What to produce — Rewrite all of the data below, changing every "drop a point on each" to "mark each one with a point" and leaving everything else as it is.

Point annotation dataset entries
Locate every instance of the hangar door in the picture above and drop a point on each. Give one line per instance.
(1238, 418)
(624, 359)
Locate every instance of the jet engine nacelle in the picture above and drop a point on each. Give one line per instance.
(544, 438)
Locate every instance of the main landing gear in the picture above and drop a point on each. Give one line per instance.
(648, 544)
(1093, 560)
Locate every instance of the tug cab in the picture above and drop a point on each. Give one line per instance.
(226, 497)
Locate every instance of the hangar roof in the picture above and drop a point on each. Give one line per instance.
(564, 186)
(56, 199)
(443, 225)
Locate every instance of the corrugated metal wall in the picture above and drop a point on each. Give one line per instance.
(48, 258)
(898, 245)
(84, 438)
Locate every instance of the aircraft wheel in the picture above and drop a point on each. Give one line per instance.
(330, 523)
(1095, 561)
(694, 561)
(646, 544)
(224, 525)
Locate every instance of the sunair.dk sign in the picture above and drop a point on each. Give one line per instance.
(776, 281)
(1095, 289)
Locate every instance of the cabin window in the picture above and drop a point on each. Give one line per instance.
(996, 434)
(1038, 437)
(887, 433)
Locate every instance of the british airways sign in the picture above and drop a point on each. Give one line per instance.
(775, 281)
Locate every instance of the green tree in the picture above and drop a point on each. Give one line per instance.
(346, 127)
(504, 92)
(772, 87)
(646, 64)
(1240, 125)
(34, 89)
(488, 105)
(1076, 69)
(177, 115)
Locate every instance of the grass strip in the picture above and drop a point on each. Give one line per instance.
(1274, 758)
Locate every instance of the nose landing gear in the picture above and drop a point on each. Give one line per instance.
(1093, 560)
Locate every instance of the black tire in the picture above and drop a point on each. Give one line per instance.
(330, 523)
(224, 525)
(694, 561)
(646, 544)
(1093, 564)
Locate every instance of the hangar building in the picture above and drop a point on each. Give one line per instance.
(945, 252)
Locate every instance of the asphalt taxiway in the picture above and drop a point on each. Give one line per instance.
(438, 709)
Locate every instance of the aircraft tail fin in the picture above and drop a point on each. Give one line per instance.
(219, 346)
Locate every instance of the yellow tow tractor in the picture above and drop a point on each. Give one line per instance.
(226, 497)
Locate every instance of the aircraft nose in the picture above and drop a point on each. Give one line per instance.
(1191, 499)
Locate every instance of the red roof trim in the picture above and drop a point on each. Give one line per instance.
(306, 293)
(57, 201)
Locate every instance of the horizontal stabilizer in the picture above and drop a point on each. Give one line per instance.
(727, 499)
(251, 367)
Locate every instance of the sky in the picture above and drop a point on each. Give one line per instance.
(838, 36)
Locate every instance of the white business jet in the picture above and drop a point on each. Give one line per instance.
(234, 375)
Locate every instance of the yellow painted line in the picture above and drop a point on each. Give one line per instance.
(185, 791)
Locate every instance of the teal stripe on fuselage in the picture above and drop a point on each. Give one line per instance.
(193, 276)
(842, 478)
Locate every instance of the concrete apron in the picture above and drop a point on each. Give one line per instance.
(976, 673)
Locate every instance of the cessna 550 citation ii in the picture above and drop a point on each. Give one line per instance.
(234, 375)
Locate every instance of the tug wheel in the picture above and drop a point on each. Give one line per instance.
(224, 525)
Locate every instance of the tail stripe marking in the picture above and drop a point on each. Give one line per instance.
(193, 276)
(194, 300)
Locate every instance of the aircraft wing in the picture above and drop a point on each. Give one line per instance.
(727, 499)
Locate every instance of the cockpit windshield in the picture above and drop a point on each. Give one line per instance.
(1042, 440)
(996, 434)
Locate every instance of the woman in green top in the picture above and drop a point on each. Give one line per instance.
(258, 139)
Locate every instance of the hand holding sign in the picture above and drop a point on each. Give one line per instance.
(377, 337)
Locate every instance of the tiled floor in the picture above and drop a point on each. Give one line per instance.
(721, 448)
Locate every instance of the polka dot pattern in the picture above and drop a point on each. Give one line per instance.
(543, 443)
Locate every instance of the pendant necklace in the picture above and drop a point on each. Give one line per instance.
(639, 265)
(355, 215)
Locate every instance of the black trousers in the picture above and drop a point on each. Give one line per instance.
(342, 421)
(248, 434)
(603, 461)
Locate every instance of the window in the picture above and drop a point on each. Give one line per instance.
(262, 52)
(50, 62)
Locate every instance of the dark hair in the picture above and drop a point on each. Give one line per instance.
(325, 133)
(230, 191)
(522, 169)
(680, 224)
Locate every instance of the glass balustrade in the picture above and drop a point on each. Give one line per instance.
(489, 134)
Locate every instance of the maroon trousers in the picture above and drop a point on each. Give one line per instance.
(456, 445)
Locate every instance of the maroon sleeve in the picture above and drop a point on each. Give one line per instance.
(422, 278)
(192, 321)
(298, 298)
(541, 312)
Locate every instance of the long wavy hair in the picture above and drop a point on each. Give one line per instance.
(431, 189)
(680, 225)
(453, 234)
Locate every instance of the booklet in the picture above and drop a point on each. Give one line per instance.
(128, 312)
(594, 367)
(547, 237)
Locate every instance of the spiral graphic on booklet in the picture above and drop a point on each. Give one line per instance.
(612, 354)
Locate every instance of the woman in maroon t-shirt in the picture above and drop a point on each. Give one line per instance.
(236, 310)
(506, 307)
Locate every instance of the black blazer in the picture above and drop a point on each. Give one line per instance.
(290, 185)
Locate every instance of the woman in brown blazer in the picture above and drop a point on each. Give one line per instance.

Answer for the task —
Locate every instance of the hangar door in the picture above and mark each one with a point. Give one line per instance.
(1238, 418)
(624, 359)
Locate every instance of the jet engine nacelle in the picture above and mark each one with a point. Give one line per instance.
(544, 438)
Locate every instance of the main landing gear in the picture above and mark each one with a point. Give one line per instance.
(648, 544)
(1093, 560)
Locate every instance of the tug cab in the picture above and mark each one with a point. Give one line per instance.
(226, 497)
Locate every instance of the hangar roof in the picture above and mark each one with a point. Give one line per instance.
(564, 186)
(56, 199)
(443, 225)
Locate every instance of the corrugated metal wall in the picture above and mark each one with a point. Give one line per instance.
(48, 258)
(898, 245)
(84, 438)
Locate every instance of the aircraft wheel in the picture above and mark each one with a point. Give one line per instance.
(330, 523)
(1095, 561)
(694, 561)
(646, 544)
(224, 525)
Locate every instance of the sunair.dk sign in the picture above and mark each one with a point. Give one line per instance.
(776, 281)
(1095, 289)
Locate every instance of the cabin window in the picture above and mark each one with a point. Give one line per instance.
(996, 434)
(1038, 437)
(887, 433)
Locate every instance of the british airways sign in the picture above and mark each one with a point. Give one line per instance.
(775, 281)
Locate every instance of the green tree in the picture above and mark each one with a point. Give one line per instance.
(346, 127)
(504, 92)
(772, 87)
(646, 64)
(1240, 125)
(34, 89)
(488, 105)
(1076, 69)
(177, 115)
Locate every instance of the grass strip in the picture above and mark each one with a point. Give one line per instance.
(1274, 758)
Locate every instance of the nose landing gear in the picture above and mark each one with a point. Give one line per instance.
(1093, 560)
Locate every instance of the black tire in the picture above and mark each one with a point. Give one line per instance.
(330, 523)
(224, 525)
(694, 561)
(646, 544)
(1093, 564)
Locate every instance of the hangar building in the picture above and mark each one with a point. Give one line per instance.
(945, 252)
Locate every instance of the asphalt taxiway in the picture above and mark each one with a point. Give one line per instance.
(438, 709)
Locate every instance of the aircraft tail fin in the picture above and mark each one with a point. Give one line per instance.
(219, 346)
Locate every instance of the yellow tow tractor in the picture above and mark each one with a point. Give one line per instance.
(226, 497)
Locate every instance of the aircraft nose in the picture above and mark each one with a point. Give one line per instance.
(1191, 499)
Locate every instance of the red roof trim in the picture above and mark each one with a point. Give one line per instance.
(306, 293)
(57, 201)
Locate every instance of the horizontal stabilizer in the picture above and mark each one with a point. Give one line per instance.
(727, 499)
(251, 367)
Locate every instance of the sky in the picture above and mark each one with a point. Give one line per instance.
(838, 36)
Locate every instance of the white business jet in the picture above and mark each one with a point. Give one line per instance.
(234, 375)
Locate every instance of the yellow painted line in the picture above and mark each one with a point. Give one line per instance.
(185, 791)
Locate every instance of the teal stripe on fuselage in the picture above and mark each one with a point. Give one line per instance.
(193, 276)
(842, 478)
Locate every instance of the concrete apron in the picture above and mark each one with a point. Give one line per instance.
(976, 673)
Locate every instance of the cessna 550 citation ii in the picture above and mark each one with a point. Give one line per instance.
(234, 375)
Locate every instance of the tug wheel in the picture above and mark each one with a point. Give one line per instance.
(224, 525)
Locate every instance of the tail stripe marking in the picture above and mark each one with a point. Give one line per instance.
(193, 276)
(194, 300)
Locate every instance of the aircraft wing in the picture above and mark each one with a point. Give one line per instance.
(727, 499)
Locate every instance of the cockpit windshield in the picture above and mark each one with a point. Give one line per instance.
(1042, 440)
(996, 434)
Locate every instance of the woman in green top in the picture above and mark each one with a point. Give one line per instance.
(258, 139)
Locate every instance of the hand holding sign in the picture above and mark each one with a point. Give one line per instance.
(377, 337)
Locate every instance of the tiled floor in the picture above and mark each one with a point. Give one line per instance.
(721, 448)
Locate every instance of the polka dot pattern in the picture above and mark each one with a point. Give one line per instance.
(543, 443)
Locate every instance of the pendant necklace in the picture above and mark each one with a point. Give one line per instance.
(639, 265)
(355, 215)
Locate every instance of the black trousers in the picture above and mark each one with a point. Give one line per instance.
(342, 421)
(248, 434)
(603, 461)
Locate every instance of the window in the picture above and mark each one with a point. Give one line per instance.
(262, 52)
(50, 62)
Locate every instance of the dark hair in the picture above and mark each one with a point. Give one line per instance.
(325, 133)
(230, 191)
(522, 169)
(680, 224)
Locate every instance of the glass balustrade in the picture above and mark each one with a point. Give one line per instance.
(489, 134)
Locate every instance of the maroon trousers in the picture above and mark each one with a point. Give one line per instance.
(456, 445)
Locate every instance of the maroon sleeve in the picture above and mark each one with a point. Give one line per instance.
(422, 278)
(192, 321)
(298, 298)
(541, 312)
Locate every instance of the long wavy hair in the picture above and mark each one with a point. Give one line per instance.
(431, 189)
(680, 225)
(453, 234)
Locate every instance of the booklet in the picture above and mark each one with a point. Give one line per instance.
(128, 312)
(594, 367)
(547, 237)
Locate every instance of the spiral graphic on booklet in the picture above and mark each one with a point. Give one line per instance.
(612, 354)
Locate every instance of the woman in maroon t-shirt in the picture above and mark each one with a point. Give one line per instance.
(236, 310)
(506, 307)
Locate every instance of the black blazer in the picture above and mark each one with a point. Give one line per instance.
(290, 185)
Locate every instance of the woman in brown blazer in the picture above and mark each one with a point. Give one line per instance.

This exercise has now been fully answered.